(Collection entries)
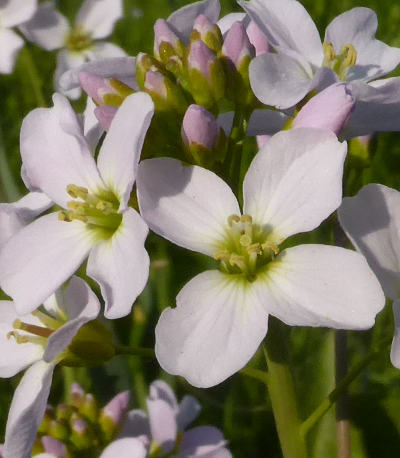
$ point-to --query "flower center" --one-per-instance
(99, 212)
(78, 40)
(246, 249)
(341, 63)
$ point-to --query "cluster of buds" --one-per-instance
(80, 426)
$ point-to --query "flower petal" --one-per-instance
(357, 27)
(187, 205)
(279, 20)
(295, 181)
(27, 410)
(128, 447)
(15, 357)
(121, 265)
(120, 152)
(321, 285)
(372, 222)
(99, 16)
(48, 28)
(182, 20)
(55, 152)
(28, 260)
(213, 332)
(11, 43)
(81, 305)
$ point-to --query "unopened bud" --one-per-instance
(207, 32)
(330, 109)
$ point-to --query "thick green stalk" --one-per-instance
(282, 393)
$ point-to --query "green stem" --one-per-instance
(282, 394)
(134, 351)
(341, 388)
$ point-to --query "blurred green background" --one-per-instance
(239, 406)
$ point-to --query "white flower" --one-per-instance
(372, 221)
(302, 63)
(12, 13)
(39, 340)
(221, 317)
(95, 20)
(96, 222)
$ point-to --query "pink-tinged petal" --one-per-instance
(28, 260)
(187, 205)
(48, 28)
(213, 332)
(395, 349)
(81, 306)
(357, 27)
(295, 181)
(162, 423)
(279, 20)
(11, 43)
(27, 410)
(182, 20)
(120, 152)
(203, 441)
(121, 265)
(122, 68)
(14, 12)
(55, 153)
(189, 410)
(322, 285)
(125, 448)
(15, 357)
(371, 220)
(99, 16)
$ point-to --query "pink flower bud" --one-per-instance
(199, 127)
(237, 45)
(330, 109)
(257, 39)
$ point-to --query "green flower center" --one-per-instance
(247, 249)
(98, 211)
(342, 62)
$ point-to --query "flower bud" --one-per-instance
(166, 42)
(113, 414)
(206, 74)
(207, 32)
(330, 109)
(204, 139)
(257, 39)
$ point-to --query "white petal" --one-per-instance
(395, 350)
(358, 27)
(120, 152)
(48, 28)
(16, 12)
(321, 285)
(55, 153)
(295, 181)
(11, 43)
(15, 357)
(40, 257)
(27, 410)
(121, 265)
(372, 221)
(81, 305)
(182, 20)
(288, 27)
(122, 68)
(99, 16)
(279, 80)
(128, 447)
(213, 332)
(187, 205)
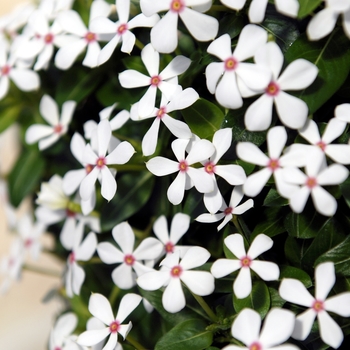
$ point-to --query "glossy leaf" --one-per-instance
(190, 334)
(259, 299)
(132, 193)
(203, 118)
(26, 175)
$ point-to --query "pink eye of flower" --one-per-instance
(176, 271)
(318, 305)
(114, 327)
(101, 162)
(311, 182)
(273, 164)
(5, 70)
(231, 64)
(88, 168)
(255, 346)
(183, 166)
(246, 261)
(48, 38)
(129, 259)
(177, 6)
(90, 37)
(169, 247)
(209, 167)
(272, 89)
(156, 80)
(122, 29)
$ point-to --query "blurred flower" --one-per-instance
(266, 270)
(295, 292)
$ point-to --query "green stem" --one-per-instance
(205, 307)
(42, 271)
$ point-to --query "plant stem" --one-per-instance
(205, 307)
(42, 271)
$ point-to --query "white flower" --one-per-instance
(174, 272)
(165, 81)
(295, 292)
(80, 251)
(277, 328)
(272, 164)
(258, 7)
(120, 155)
(179, 226)
(266, 270)
(187, 175)
(222, 76)
(291, 110)
(227, 211)
(61, 335)
(317, 175)
(100, 308)
(164, 35)
(72, 23)
(324, 21)
(232, 173)
(181, 99)
(49, 134)
(129, 259)
(339, 153)
(120, 29)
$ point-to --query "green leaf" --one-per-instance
(26, 175)
(133, 192)
(190, 334)
(305, 225)
(258, 300)
(331, 56)
(307, 6)
(340, 256)
(203, 118)
(293, 272)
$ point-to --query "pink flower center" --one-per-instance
(161, 112)
(176, 271)
(311, 182)
(209, 167)
(255, 346)
(5, 70)
(273, 164)
(272, 89)
(58, 128)
(183, 166)
(322, 145)
(129, 259)
(231, 64)
(48, 38)
(90, 37)
(169, 247)
(318, 305)
(114, 327)
(177, 6)
(101, 162)
(88, 168)
(246, 261)
(122, 29)
(156, 80)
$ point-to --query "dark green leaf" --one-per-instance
(331, 56)
(259, 299)
(307, 6)
(26, 175)
(133, 192)
(203, 118)
(190, 334)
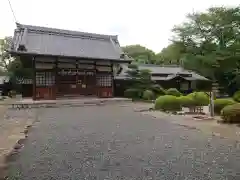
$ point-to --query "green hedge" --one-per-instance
(186, 101)
(231, 113)
(157, 90)
(236, 96)
(148, 95)
(219, 104)
(199, 98)
(133, 93)
(168, 103)
(173, 92)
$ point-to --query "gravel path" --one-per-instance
(114, 142)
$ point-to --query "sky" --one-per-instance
(145, 22)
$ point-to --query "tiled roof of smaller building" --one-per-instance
(58, 42)
(171, 71)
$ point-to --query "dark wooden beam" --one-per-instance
(34, 77)
(113, 90)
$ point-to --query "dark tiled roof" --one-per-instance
(170, 72)
(58, 42)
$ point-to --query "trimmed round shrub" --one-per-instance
(148, 95)
(173, 92)
(199, 98)
(219, 104)
(231, 113)
(132, 93)
(168, 103)
(186, 101)
(157, 89)
(236, 96)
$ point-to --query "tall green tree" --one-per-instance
(211, 44)
(171, 54)
(5, 57)
(140, 53)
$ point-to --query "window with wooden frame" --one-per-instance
(104, 80)
(45, 79)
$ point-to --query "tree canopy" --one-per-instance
(211, 44)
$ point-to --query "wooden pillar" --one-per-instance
(56, 78)
(96, 86)
(113, 91)
(34, 77)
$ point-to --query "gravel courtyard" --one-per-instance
(114, 142)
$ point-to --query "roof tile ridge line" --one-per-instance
(114, 45)
(68, 34)
(23, 41)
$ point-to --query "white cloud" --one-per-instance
(135, 21)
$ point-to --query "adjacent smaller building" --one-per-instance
(168, 76)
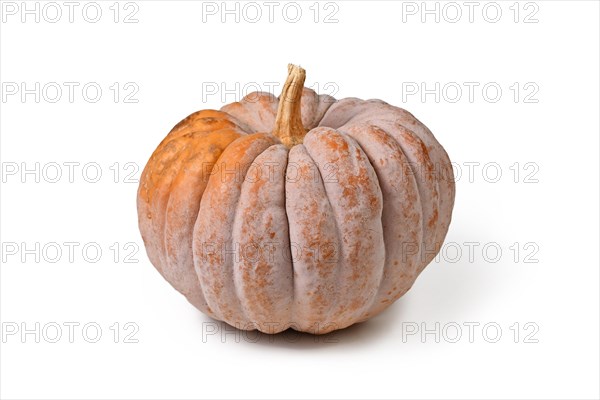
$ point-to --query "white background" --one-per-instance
(374, 50)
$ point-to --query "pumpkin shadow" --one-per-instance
(362, 333)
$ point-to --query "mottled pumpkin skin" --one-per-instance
(316, 237)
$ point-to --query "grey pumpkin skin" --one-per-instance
(331, 208)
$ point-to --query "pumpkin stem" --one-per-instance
(288, 123)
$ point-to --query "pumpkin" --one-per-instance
(295, 212)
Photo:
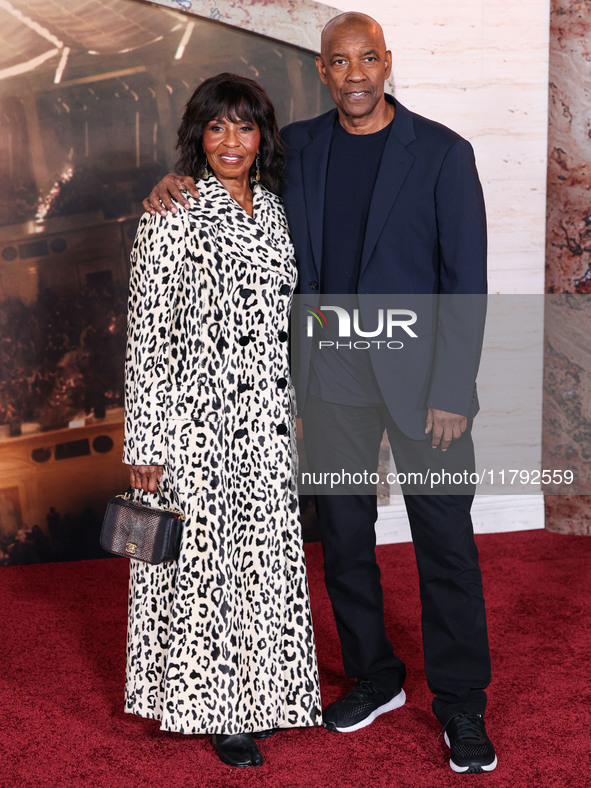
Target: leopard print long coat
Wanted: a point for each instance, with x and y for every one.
(221, 640)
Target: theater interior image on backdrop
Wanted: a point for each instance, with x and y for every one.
(90, 101)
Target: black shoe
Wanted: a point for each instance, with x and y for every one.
(237, 750)
(361, 707)
(472, 751)
(264, 734)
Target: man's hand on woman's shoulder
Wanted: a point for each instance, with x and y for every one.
(163, 196)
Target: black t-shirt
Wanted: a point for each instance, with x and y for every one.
(341, 375)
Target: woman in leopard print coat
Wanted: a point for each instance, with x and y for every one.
(220, 641)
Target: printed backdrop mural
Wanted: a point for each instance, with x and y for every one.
(89, 106)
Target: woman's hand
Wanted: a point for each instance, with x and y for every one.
(145, 477)
(168, 189)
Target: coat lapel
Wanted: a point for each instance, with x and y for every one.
(265, 233)
(394, 167)
(314, 166)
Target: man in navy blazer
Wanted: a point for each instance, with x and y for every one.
(382, 201)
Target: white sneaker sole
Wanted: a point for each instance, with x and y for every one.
(462, 769)
(396, 702)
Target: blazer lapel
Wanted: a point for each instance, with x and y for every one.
(314, 165)
(394, 167)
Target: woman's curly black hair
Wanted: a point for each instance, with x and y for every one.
(237, 99)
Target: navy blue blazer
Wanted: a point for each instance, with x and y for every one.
(425, 236)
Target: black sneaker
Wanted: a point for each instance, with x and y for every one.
(472, 751)
(361, 707)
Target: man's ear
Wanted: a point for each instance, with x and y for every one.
(388, 63)
(321, 69)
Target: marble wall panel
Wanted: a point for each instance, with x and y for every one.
(567, 404)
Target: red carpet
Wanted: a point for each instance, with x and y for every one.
(63, 660)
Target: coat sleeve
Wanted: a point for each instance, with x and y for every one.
(461, 228)
(156, 265)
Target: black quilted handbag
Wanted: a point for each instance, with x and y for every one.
(146, 533)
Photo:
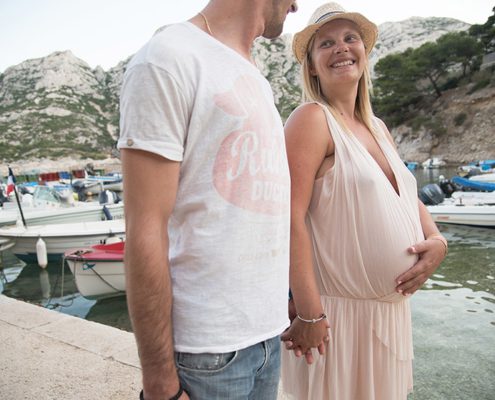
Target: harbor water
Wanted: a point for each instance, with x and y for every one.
(453, 314)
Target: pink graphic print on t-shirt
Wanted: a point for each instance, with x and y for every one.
(250, 169)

◆ About this task: Keep only those lines of the records that hold "blazer", and return them.

◆ Written answer:
Target: man in navy blazer
Target: blazer lapel
Target: navy blue blazer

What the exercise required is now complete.